**Passage provided**.
++++++++++

Which Math Classes Should My High Schooler Take?

If your kid is about to enter high school, or somewhere in the middle, you might be wondering, “Which math classes should my high schooler take?”

Do they need to take math all four years?

What’ll look good on their college application?

What if they want to be an engineer?

What if they want to be an artist?

Read on for the answers.

Take math all four years

I know, I know. Maybe your kid is hoping to skip math your sophomore year so they can take two electives. Or they want an easier senior year, and you’re trying to check math off their course list.

But Collegeboard and the National Association for College Admission Counseling (NACAC) say otherwise.

According to Collegeboard,

“Most colleges want students with [at least] three years of high school math. The more competitive colleges prefer four years.” (source)

Yep. Need more?

Well, aside from the college admission benefits your child will get from having a full, four-year schedule of math, they’ll also get academic benefits.

In fact, students who take math all four years are way more successful in college than students who only took three years.

This is mainly because your student could lose their momentum. NACAC warns,

“If you do not take math in your senior year, you will find that the math classes required in college will be very difficult!​” (source)

Not to mention that math is an incredibly important skill, and a tool your student will definitely use for a bunch of other classes. (“Your High School Classes,” NACAC)

Still need some convincing? Okay, I’ll bring out the big guns.

The fancy-dancy Yale admissions officers note that if your child is looking to get into an Ivy League School (they note Yale specifically, but you can read it as just about any competitive school)…they can’t take an easier schedule senior year.


The folks at Yale admissions say,

“If you wish to make your application among the most competitive, you must take a challenging senior program and continue to excel in it.” (source)

General classes to take and why

So. Now that I’ve convinced you that your student needs to take math classes all four years of high school, you might be rolling your eyes.

“Okay,” you’re saying. “So, fine. They’ll take four math classes. But which ones?

I’m glad you asked.

Their best bet is to take at least four of the following six classes, taken in the order shown below.



Why this particular order? Well, the classes at the top of the list help build important skills your child will need for classes lower down on the list.

Also, Algebra and Geometry are really helpful with college entrance exams and in college math classes. A quick tip from Collegeboard— “Take them early, so you’ll have time for advanced science and math, which will help show colleges you’re ready for higher-level work.”

But does your child need to take calculus? What if they only make it up to Trig?

Well…they’ll probably be okay for a regular college.

But if they’re looking to get a really great education at a selective school, your student should really aim for Calculus.

The folks at Oberlin (an incredibly selective liberal arts school in Ohio) have something to say about this:

“Most of the students who are admitted [to Oberlin] have completed four years of math in high school, through a minimum of Pre-Calculus. The majority completed Calculus.” (source)

Okay–so maybe your kid isn’t even thinking about highly selective schools.

But what if they change their mind junior year, and they’ve just finished Geometry, and Calculus looks out of reach?

The best plan of action is to take as much math as possible, so they can keep those doors open.

What’s a good way to fit all these classes in?


  1. Start Algebra in the 8th grade.

++++++++++

**Data records**.

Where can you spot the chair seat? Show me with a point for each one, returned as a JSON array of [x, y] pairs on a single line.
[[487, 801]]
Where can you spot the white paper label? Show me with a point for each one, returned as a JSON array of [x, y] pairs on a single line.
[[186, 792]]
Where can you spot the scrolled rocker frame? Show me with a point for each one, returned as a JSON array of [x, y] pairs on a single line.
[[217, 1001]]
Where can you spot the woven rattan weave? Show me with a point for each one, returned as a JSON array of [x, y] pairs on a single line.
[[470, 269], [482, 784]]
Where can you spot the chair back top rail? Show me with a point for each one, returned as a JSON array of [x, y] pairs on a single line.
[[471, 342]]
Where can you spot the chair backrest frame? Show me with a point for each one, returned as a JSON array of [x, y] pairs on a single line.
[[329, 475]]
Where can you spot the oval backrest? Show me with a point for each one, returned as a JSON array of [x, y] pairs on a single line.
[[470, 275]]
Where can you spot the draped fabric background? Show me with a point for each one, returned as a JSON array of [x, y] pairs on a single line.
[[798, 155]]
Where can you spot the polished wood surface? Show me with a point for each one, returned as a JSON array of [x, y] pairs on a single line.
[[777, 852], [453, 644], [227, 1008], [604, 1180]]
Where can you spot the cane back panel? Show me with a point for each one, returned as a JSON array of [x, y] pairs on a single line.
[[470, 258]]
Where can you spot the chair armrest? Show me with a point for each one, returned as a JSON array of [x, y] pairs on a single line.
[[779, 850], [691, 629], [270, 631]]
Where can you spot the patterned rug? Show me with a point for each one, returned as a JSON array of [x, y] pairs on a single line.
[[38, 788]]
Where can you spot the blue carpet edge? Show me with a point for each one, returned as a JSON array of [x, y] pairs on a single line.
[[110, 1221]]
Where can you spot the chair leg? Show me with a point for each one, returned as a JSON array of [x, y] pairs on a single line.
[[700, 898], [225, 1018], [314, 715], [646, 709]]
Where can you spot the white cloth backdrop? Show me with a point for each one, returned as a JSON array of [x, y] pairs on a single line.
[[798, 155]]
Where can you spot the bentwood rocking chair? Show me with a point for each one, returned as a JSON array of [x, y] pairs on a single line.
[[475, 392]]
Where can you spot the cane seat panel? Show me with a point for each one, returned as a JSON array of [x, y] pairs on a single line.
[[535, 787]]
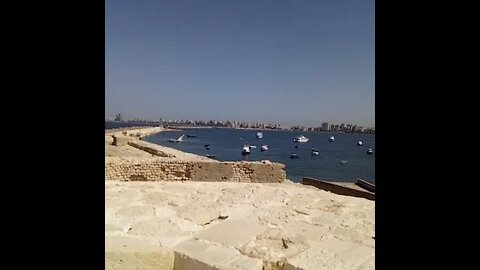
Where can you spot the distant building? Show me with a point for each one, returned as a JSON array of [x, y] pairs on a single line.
[[325, 127]]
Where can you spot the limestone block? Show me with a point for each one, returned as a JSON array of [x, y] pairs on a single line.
[[332, 253], [123, 253], [233, 232], [199, 255]]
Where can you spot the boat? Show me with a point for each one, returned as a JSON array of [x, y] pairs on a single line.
[[180, 139], [365, 185], [301, 139], [246, 150]]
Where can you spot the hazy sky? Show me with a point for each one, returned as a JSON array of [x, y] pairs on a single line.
[[289, 62]]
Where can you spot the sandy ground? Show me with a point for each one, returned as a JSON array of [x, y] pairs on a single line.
[[287, 224]]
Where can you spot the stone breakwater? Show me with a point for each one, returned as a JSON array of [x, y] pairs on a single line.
[[152, 169], [161, 214]]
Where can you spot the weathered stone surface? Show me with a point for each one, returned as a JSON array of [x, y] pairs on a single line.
[[331, 253], [233, 232], [297, 220], [126, 253], [200, 255]]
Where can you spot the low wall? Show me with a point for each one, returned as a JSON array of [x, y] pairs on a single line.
[[340, 189], [121, 169]]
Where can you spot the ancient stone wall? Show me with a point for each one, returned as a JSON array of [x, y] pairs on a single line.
[[163, 170]]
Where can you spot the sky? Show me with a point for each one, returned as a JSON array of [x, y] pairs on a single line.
[[291, 62]]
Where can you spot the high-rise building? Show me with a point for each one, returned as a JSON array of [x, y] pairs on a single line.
[[325, 126]]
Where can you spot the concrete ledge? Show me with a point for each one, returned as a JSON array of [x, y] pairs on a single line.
[[201, 255], [128, 254], [340, 188]]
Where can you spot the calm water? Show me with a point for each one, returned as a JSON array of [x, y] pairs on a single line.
[[226, 145]]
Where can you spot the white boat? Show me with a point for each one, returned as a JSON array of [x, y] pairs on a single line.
[[246, 150], [180, 139], [301, 138]]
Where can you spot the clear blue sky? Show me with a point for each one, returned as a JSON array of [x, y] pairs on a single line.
[[283, 61]]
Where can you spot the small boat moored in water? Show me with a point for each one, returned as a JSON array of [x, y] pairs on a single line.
[[301, 139], [177, 140], [246, 150]]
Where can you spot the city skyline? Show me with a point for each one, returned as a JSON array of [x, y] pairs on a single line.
[[324, 126], [289, 62]]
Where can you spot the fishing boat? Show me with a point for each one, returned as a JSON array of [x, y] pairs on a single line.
[[301, 139], [180, 139], [246, 150]]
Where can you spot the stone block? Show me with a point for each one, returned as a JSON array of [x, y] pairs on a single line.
[[124, 253], [201, 255], [233, 232], [332, 253]]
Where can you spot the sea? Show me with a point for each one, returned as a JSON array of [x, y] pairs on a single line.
[[226, 145]]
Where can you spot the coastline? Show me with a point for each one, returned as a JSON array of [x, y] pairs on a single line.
[[173, 222]]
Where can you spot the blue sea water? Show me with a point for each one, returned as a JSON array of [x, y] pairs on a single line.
[[226, 145]]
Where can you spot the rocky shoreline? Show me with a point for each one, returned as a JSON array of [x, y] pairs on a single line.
[[160, 223]]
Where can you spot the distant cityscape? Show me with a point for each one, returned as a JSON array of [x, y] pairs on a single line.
[[325, 127]]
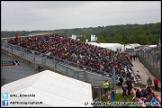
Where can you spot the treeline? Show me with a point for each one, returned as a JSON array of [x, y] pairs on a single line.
[[130, 33]]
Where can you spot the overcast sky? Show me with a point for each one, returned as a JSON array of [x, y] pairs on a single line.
[[53, 15]]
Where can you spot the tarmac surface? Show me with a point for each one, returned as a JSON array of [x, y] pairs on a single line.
[[144, 74]]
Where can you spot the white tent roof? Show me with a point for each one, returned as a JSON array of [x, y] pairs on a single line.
[[50, 88]]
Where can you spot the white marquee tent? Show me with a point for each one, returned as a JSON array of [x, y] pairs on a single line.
[[50, 88]]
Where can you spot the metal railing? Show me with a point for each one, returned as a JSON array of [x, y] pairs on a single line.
[[151, 59], [81, 72]]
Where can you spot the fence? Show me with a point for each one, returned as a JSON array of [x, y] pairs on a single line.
[[80, 72], [151, 59]]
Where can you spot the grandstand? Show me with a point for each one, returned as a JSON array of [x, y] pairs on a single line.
[[43, 60], [49, 89]]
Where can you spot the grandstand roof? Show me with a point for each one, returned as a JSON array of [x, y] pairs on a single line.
[[51, 88]]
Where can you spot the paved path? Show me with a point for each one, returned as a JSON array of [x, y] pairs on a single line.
[[143, 72]]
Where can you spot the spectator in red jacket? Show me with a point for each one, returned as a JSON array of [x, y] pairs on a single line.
[[156, 84]]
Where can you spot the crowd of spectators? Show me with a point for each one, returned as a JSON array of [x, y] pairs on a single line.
[[81, 53], [145, 95]]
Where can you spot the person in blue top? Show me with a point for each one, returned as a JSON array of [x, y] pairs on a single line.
[[153, 100], [112, 96]]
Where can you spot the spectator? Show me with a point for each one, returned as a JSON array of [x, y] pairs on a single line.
[[153, 99], [125, 99], [134, 57], [106, 86], [109, 97], [149, 81], [129, 85], [124, 87], [121, 81], [138, 94], [156, 84], [112, 96]]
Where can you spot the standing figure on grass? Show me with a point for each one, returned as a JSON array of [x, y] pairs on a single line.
[[106, 86], [156, 84], [112, 96], [149, 81]]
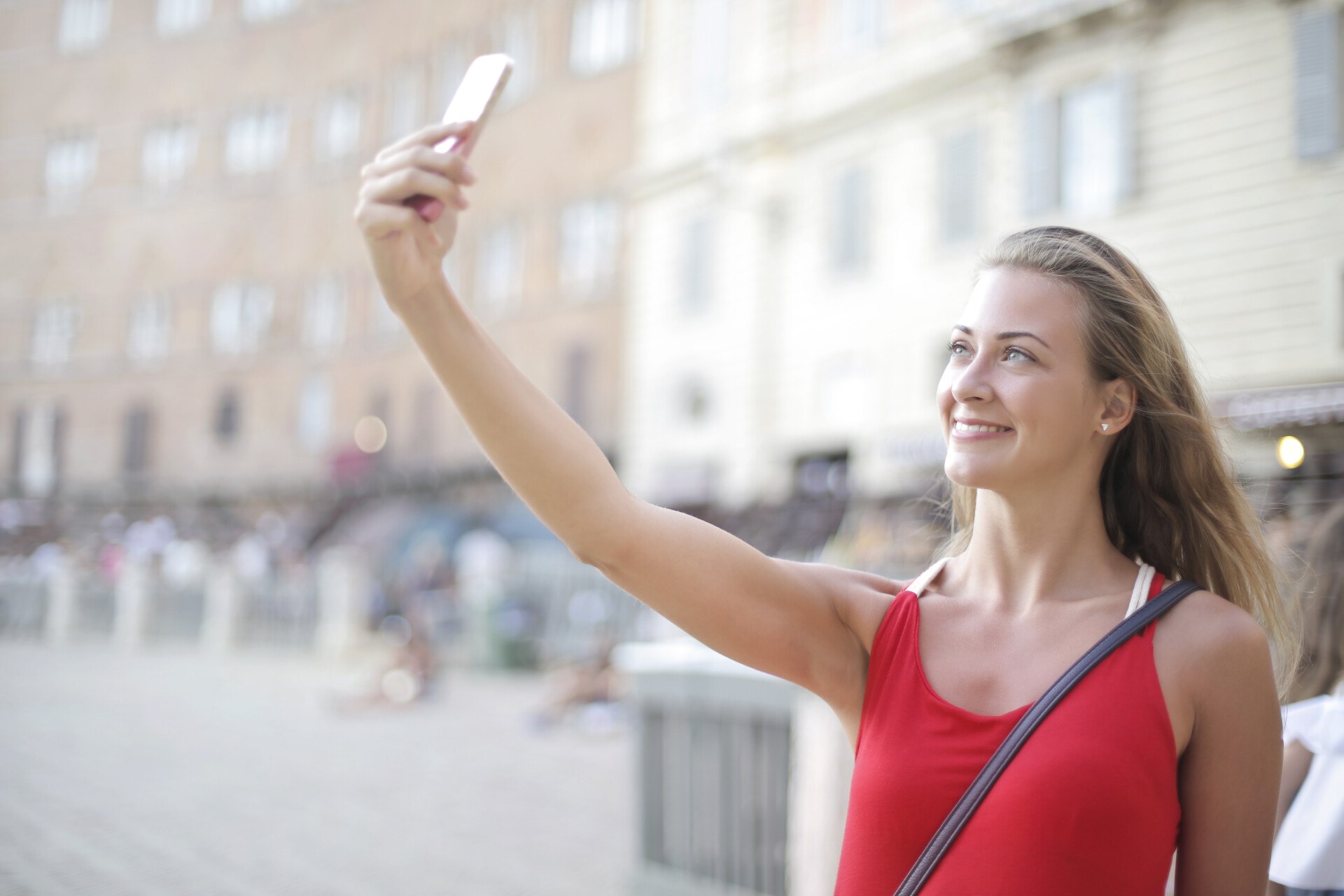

++++++++++

**Required work**.
[1] Rewrite the article on high school math classes from "The folks at Yale" down to "order shown below.", putting "demanding" in place of "challenging".
[2] Does the article on high school math classes agree with each statement below? Answer yes or no for each, and quote the words from the article that settle it.
(a) Collegeboard says most colleges want students with at least three years of high school math.
(b) Oberlin is described as a selective liberal arts school in Pennsylvania.
(c) The article suggests starting Algebra in the 9th grade.

**Completed exercise**.
[1]
The folks at Yale admissions say,

“If you wish to make your application among the most competitive, you must take a demanding senior program and continue to excel in it.” (source)

General classes to take and why

So. Now that I’ve convinced you that your student needs to take math classes all four years of high school, you might be rolling your eyes.

“Okay,” you’re saying. “So, fine. They’ll take four math classes. But which ones?

I’m glad you asked.

Their best bet is to take at least four of the following six classes, taken in the order shown below.

[2]
(a) Yes: "Most colleges want students with [at least] three years of high school math."
(b) No: "an incredibly selective liberal arts school in Ohio"
(c) No: "Start Algebra in the 8th grade."